EXERCISE OBJECTIVE | Each record below must be returned exactly as shown.

[Opening DATA FOR THIS TASK section]

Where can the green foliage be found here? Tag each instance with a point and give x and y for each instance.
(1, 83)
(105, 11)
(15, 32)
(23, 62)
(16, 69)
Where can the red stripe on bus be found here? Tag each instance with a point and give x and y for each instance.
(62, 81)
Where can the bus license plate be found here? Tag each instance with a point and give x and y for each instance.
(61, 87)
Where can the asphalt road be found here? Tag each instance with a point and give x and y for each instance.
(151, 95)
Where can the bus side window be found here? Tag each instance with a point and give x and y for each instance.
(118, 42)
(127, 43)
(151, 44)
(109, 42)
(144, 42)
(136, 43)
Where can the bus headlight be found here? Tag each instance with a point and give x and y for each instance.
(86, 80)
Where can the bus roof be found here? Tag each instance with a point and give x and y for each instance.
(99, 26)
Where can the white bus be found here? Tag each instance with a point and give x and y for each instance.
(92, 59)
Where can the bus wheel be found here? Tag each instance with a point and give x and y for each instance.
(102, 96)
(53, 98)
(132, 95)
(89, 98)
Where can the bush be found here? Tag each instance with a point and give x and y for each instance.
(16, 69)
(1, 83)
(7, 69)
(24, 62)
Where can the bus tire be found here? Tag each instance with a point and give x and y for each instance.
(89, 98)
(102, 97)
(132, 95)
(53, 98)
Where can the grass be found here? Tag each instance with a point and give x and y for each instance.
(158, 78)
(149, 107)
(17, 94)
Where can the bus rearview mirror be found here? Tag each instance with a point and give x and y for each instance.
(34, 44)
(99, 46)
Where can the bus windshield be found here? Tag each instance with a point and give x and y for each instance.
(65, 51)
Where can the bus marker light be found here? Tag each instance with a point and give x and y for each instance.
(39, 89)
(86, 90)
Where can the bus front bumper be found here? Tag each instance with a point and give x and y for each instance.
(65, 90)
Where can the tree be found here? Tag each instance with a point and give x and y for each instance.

[Closing DATA FOR THIS TASK section]

FINISHED TASK |
Where can the green foliage be found here? Tag each instance with a point and give x and y for each instance.
(1, 83)
(105, 11)
(15, 32)
(23, 62)
(16, 69)
Where can the red stripe on bus be found here? Tag each instance with a point and give x and y for each instance.
(62, 81)
Where can the bus license plate be found here? Tag each instance with a point and give x and y for each instance.
(61, 87)
Where can the asphalt road be found here? Tag each instance with a point and give x and y for each instance.
(151, 95)
Where can the bus side window be found here? Tag each instance with a point and give x and y for each instance.
(118, 42)
(127, 43)
(151, 44)
(109, 42)
(144, 42)
(136, 43)
Where can the bus headlight be found here? Tag each instance with a point and give x and y for each instance.
(86, 80)
Where can the bus roof be found here? Tag each instance with a point and give x and y for each instance.
(99, 26)
Where can the white bus be found here? Tag each instance with a point and give x and y for each instance.
(92, 59)
Where can the bus wheel be found here? Tag each instance with a point and give x and y for each instance.
(102, 96)
(53, 98)
(132, 95)
(89, 98)
Where can the bush be found here? Tag each instance with a point and give x and y for each instance.
(16, 69)
(1, 83)
(7, 69)
(24, 62)
Where can the bus tire be found here? Tag each instance with a point and give x and y for each instance.
(89, 98)
(102, 97)
(132, 95)
(53, 98)
Where can the grass be found here? Tag each instance with a point and give x and y for each instance.
(158, 78)
(149, 107)
(17, 94)
Where can the bus rearview mirror be found here? Tag each instance with a point and give x and y for each instance.
(34, 44)
(99, 46)
Where can the bus windshield be found here? Tag each instance with a point and give x and y for each instance.
(65, 51)
Where can the bus marker light be found here? Tag each instance with a point and give x and y for each instance.
(39, 89)
(86, 90)
Where can the bus front bumper be found here? Tag each instance with a point and give x and y for each instance.
(65, 90)
Where can the tree be found here? Tag each instance with a point and give x and y for each instance.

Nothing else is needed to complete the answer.